Extracted information ▸
——

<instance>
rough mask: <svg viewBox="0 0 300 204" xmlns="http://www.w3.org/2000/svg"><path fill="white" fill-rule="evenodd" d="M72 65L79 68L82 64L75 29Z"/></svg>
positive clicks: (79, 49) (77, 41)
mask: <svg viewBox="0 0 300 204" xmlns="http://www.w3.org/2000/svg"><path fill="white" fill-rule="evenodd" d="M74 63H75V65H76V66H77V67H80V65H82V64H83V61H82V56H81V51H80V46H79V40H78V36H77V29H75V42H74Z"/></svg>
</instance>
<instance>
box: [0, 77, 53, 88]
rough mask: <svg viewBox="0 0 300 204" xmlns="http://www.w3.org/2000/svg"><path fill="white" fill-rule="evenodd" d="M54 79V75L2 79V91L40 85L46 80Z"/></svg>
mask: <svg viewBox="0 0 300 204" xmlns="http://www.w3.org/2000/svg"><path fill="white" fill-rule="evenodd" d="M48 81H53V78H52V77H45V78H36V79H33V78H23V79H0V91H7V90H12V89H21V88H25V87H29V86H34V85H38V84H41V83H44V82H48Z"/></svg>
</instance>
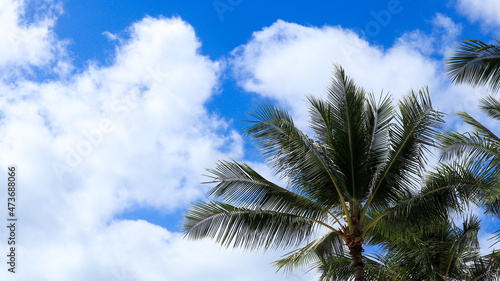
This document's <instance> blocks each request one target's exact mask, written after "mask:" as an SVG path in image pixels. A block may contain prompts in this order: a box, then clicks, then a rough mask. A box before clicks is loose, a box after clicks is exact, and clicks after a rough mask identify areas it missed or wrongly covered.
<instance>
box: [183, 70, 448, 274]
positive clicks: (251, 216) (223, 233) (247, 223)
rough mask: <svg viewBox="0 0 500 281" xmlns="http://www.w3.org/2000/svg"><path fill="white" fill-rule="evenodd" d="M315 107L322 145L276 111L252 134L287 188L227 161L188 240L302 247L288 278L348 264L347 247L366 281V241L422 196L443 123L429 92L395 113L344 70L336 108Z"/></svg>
mask: <svg viewBox="0 0 500 281" xmlns="http://www.w3.org/2000/svg"><path fill="white" fill-rule="evenodd" d="M308 102H309V107H310V128H311V130H312V132H313V133H314V135H315V137H310V136H308V135H307V134H306V133H304V132H303V131H301V130H299V129H298V128H297V127H296V126H295V124H294V122H293V120H292V118H291V116H290V114H289V113H287V112H286V111H285V110H283V109H281V108H279V107H277V106H274V105H272V104H271V103H263V104H261V105H260V106H258V107H257V109H256V110H255V112H254V113H252V114H251V115H252V116H253V117H254V120H252V121H249V122H250V126H249V127H248V128H247V134H248V136H250V137H251V139H253V140H255V142H256V145H257V146H258V148H259V149H260V152H261V153H262V155H263V157H264V158H265V159H266V160H267V161H268V164H269V166H270V167H271V168H272V169H273V172H275V173H276V174H278V175H279V176H280V177H281V178H282V179H283V180H284V181H285V182H286V186H285V187H281V186H278V185H277V184H275V183H273V182H271V181H269V180H267V179H265V178H264V177H263V176H261V175H260V174H259V173H257V172H256V171H255V170H254V169H252V168H251V167H250V166H248V165H246V164H243V163H239V162H236V161H221V162H219V163H218V165H217V166H216V168H215V169H211V170H208V171H209V172H210V175H209V176H210V177H212V179H213V180H212V181H210V183H212V184H214V185H215V186H214V187H213V188H212V189H211V190H210V191H209V195H211V196H212V197H214V200H212V201H209V202H201V203H196V204H194V205H192V206H191V207H190V208H189V210H188V211H187V214H186V215H185V221H184V232H185V234H186V236H187V237H189V238H192V239H201V238H205V237H210V238H213V239H215V240H216V241H217V242H219V243H221V244H222V245H225V246H228V247H231V246H232V247H244V248H248V249H255V248H260V247H263V248H265V249H268V248H289V247H299V246H302V247H300V248H298V249H296V250H294V251H292V252H291V253H289V254H288V255H286V256H285V257H283V258H282V259H280V260H279V261H277V262H276V265H277V266H278V267H279V268H284V269H288V270H291V269H293V268H295V267H296V266H299V265H303V264H309V263H311V262H313V261H315V260H316V258H317V257H318V256H319V257H322V256H325V257H326V256H332V255H334V254H338V255H343V252H342V251H343V247H344V246H347V248H348V249H349V254H350V257H351V259H352V265H353V271H354V272H353V273H354V277H355V280H365V277H364V274H365V273H364V263H363V256H362V252H363V247H364V242H365V238H367V236H369V234H370V229H372V228H373V227H374V226H375V225H376V224H377V222H379V221H380V220H381V219H382V218H384V217H385V216H386V215H387V214H390V213H391V210H393V209H394V208H395V207H396V206H398V204H400V203H401V202H404V201H405V200H406V199H408V198H409V197H411V195H412V194H414V192H415V191H416V190H418V189H419V184H420V182H421V177H422V172H423V169H424V165H425V163H426V157H425V153H426V151H427V149H428V146H430V145H433V144H434V138H435V135H436V129H437V128H438V127H440V126H441V124H442V122H443V121H442V115H441V114H440V113H439V112H437V111H436V110H434V109H433V107H432V104H431V101H430V98H429V95H428V91H427V90H426V89H424V90H421V91H419V92H418V93H415V92H413V91H410V93H409V94H408V95H407V96H405V97H404V98H402V99H401V101H400V102H399V112H396V110H395V107H394V106H393V105H392V101H391V98H390V97H389V96H387V95H386V96H383V97H382V96H381V98H380V100H379V101H378V102H377V101H375V98H374V97H373V95H372V94H368V93H366V92H365V90H364V89H363V88H361V87H359V86H357V85H356V84H355V83H354V82H353V80H352V79H350V78H349V77H348V76H346V74H345V72H344V70H343V69H342V68H341V67H340V66H336V67H335V73H334V79H333V82H332V85H331V87H330V88H329V89H328V96H327V98H326V99H324V100H323V99H318V98H315V97H311V96H310V97H308ZM318 233H320V234H318ZM315 236H317V237H315ZM304 245H305V246H304Z"/></svg>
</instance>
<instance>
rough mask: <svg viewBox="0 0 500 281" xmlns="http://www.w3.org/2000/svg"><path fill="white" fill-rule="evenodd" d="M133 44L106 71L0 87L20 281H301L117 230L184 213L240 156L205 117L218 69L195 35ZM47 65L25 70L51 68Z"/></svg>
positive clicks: (253, 265) (147, 228)
mask: <svg viewBox="0 0 500 281" xmlns="http://www.w3.org/2000/svg"><path fill="white" fill-rule="evenodd" d="M48 33H49V34H48V35H47V37H51V36H53V34H50V33H51V31H50V30H49V31H48ZM130 34H131V39H129V40H126V41H123V44H122V45H121V46H119V48H118V49H117V53H116V55H115V58H114V60H113V62H112V63H111V65H110V66H107V67H99V66H96V65H93V64H91V65H89V66H88V68H87V69H85V70H82V71H81V72H79V73H77V74H75V75H73V76H65V77H63V78H60V79H56V80H53V81H47V82H37V81H30V80H28V79H26V78H25V77H24V76H17V77H16V78H15V80H14V81H13V80H12V79H14V78H12V77H11V78H10V79H11V80H9V81H10V82H13V83H4V82H0V89H1V94H0V95H1V98H0V112H1V115H0V116H1V117H0V118H1V119H0V124H1V125H0V154H2V159H1V160H0V163H1V164H0V166H2V167H7V165H9V164H12V163H14V164H16V165H17V166H18V169H19V174H18V175H19V178H18V180H19V193H18V195H17V196H18V202H19V205H18V207H17V213H18V217H19V218H20V220H19V222H18V226H19V228H18V233H17V237H18V244H19V246H18V261H19V263H18V273H16V275H15V280H33V279H37V280H51V281H52V280H120V278H123V279H122V280H160V279H162V280H199V279H203V280H221V279H223V280H256V279H258V280H277V279H278V280H298V279H292V277H293V276H291V277H290V278H288V279H285V278H286V277H285V276H284V275H283V274H281V273H278V274H275V273H274V269H273V268H272V267H271V266H270V265H269V262H271V261H272V260H274V259H275V258H278V257H279V254H278V253H276V254H271V255H266V256H265V258H264V257H263V256H262V255H261V254H255V253H254V254H242V253H241V252H231V251H224V252H220V251H219V250H218V248H219V247H218V246H217V245H215V243H214V242H213V241H199V242H193V241H188V240H186V239H184V238H182V237H181V235H180V234H179V233H175V232H170V231H168V230H167V229H165V228H162V227H159V226H155V225H152V224H150V223H147V222H144V221H114V220H113V217H114V216H115V215H116V214H119V213H120V212H122V211H123V210H125V209H126V208H129V207H131V206H147V207H149V208H156V209H158V210H162V211H166V212H169V211H176V210H179V208H183V207H185V206H186V205H187V204H188V203H190V202H192V201H193V200H195V199H197V198H200V197H201V196H202V195H203V191H204V190H205V188H206V187H201V186H200V185H199V182H200V181H202V180H203V179H202V176H201V174H202V173H203V171H204V169H205V168H206V167H213V165H214V164H215V160H216V159H218V158H226V157H227V156H229V157H232V158H235V159H238V158H241V157H242V153H243V151H242V139H241V136H240V135H238V134H237V133H236V132H234V131H232V130H231V129H230V128H229V127H228V125H227V124H226V122H225V121H224V120H222V119H220V118H218V117H216V116H213V115H211V114H210V113H209V112H207V110H206V109H205V107H204V103H205V102H206V101H207V100H208V99H209V98H210V97H211V95H212V94H213V92H214V88H216V87H217V86H218V77H219V73H220V66H219V64H218V63H217V62H213V61H211V60H209V59H208V58H207V57H204V56H202V55H201V54H200V53H199V48H200V47H201V44H200V42H199V41H198V39H197V38H196V36H195V33H194V30H193V29H192V27H191V26H189V25H188V24H187V23H185V22H183V21H182V20H180V19H178V18H173V19H165V18H160V19H156V18H145V19H143V20H141V21H139V22H137V23H135V24H134V25H133V26H132V27H131V28H130ZM54 44H56V45H57V44H58V42H54ZM53 55H56V54H53ZM44 56H45V54H37V55H36V57H37V58H40V60H29V61H28V62H26V63H30V64H32V65H36V66H40V67H45V66H46V65H50V64H51V62H50V59H46V60H45V59H42V58H44ZM47 58H50V56H48V57H47ZM15 62H18V61H15ZM11 67H17V66H11ZM5 68H6V69H7V66H5ZM1 178H4V181H5V174H4V175H3V176H1ZM0 201H1V202H6V197H5V194H4V193H2V194H1V195H0ZM0 252H2V253H7V245H6V243H1V245H0ZM3 267H4V269H5V267H6V266H5V264H4V266H3ZM256 268H258V270H256ZM122 275H123V276H122ZM12 276H13V275H10V273H8V272H7V271H6V270H1V271H0V279H2V280H11V279H12ZM8 278H10V279H8ZM125 278H128V279H125ZM294 278H296V277H294ZM301 278H302V277H301ZM301 280H306V279H301Z"/></svg>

——

Written task ▸ Pick out every line in the records above that contains the word "positive", and copy each one in full.

The completed task ▸
positive clicks: (79, 49) (77, 41)
positive clicks: (251, 216) (223, 233) (247, 223)
positive clicks: (253, 265) (147, 228)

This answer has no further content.